--- Sumber ---

Mengenal Calon Pasangan

Mencari pasangan hidup hendaklah berdasarkan pertimbangan keagamaan. Bukan semata kecantikan, ketampanan, kekayaan, kedudukan, dan lain sebagainya. Pondasi agama harus sangat kuat melandasi pemilihan calon suami maupun calon istri, agar tidak terjebak dalam kubangan pilihan syahwat dan nafsu sesaat.

Di atas landasan kriteria agama ini, bisa dibangun kriteria lainnya yang bercorak fisik. Tentu saja boleh memilih suami tampan dan kaya, tentu saja boleh memilih istri yang cantik dan seksi, namun itu bukan pertimbangan utama. Kriteria fisik dan materi hanyalah tambahan nilai, dari nilai dasar yang sudah ditetapkan, yaitu kebaikan agama. Maka laki-laki dan perempuan harus memperbaiki kualitas keagamaan masing-masing, agar mereka layak mendapatkan jodoh yang baik pula kualitas agamanya.

Mengenal calon pasangan bisa dilakukan melalui sebuah proses ta’aruf (saling mengenal) antara laki-laki dan perempuan yang berproses menuju jenjang pernikahan. Ta’aruf dimaksudkan dalam rangka saling mengenali dan menjajagi kecocokan untuk meneruskan proses berikutnya. Hendaknya ta’aruf dilakukan dengan cara yang baik dan benar, menghindarkan diri dari jebakan syahwat, menghindarkan diri dari berbagai aktivitas yang terlarang menurut ketentuan agama.

--- Data yang Diberikan ---

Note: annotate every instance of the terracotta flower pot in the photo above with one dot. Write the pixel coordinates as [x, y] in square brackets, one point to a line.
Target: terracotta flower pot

---

## Tujuan 1
Salin ulang bagian dari sumber tentang mengenal calon pasangan, mulai dari "Mengenal Calon Pasangan" sampai dengan "pula kualitas agamanya.", termasuk kedua bagian tersebut.
## Tujuan 2
Bisakah paragraf dalam sumber yang diawali "Di atas landasan kriteria agama ini" diringkas menjadi daftar poin tanpa menghilangkan fakta utamanya?

## Jawaban yang Diharapkan 1
Mengenal Calon Pasangan

Mencari pasangan hidup hendaklah berdasarkan pertimbangan keagamaan. Bukan semata kecantikan, ketampanan, kekayaan, kedudukan, dan lain sebagainya. Pondasi agama harus sangat kuat melandasi pemilihan calon suami maupun calon istri, agar tidak terjebak dalam kubangan pilihan syahwat dan nafsu sesaat.

Di atas landasan kriteria agama ini, bisa dibangun kriteria lainnya yang bercorak fisik. Tentu saja boleh memilih suami tampan dan kaya, tentu saja boleh memilih istri yang cantik dan seksi, namun itu bukan pertimbangan utama. Kriteria fisik dan materi hanyalah tambahan nilai, dari nilai dasar yang sudah ditetapkan, yaitu kebaikan agama. Maka laki-laki dan perempuan harus memperbaiki kualitas keagamaan masing-masing, agar mereka layak mendapatkan jodoh yang baik pula kualitas agamanya.

## Jawaban yang Diharapkan 2
- Kriteria lain yang bercorak fisik dapat dibangun di atas landasan kriteria agama.
- Memilih suami yang tampan dan kaya atau istri yang cantik dan seksi boleh saja, tetapi itu bukan pertimbangan utama.
- Kriteria fisik dan materi hanyalah tambahan nilai dari nilai dasar, yaitu kebaikan agama.
- Laki-laki dan perempuan harus memperbaiki kualitas keagamaan masing-masing agar layak mendapatkan jodoh yang baik pula agamanya.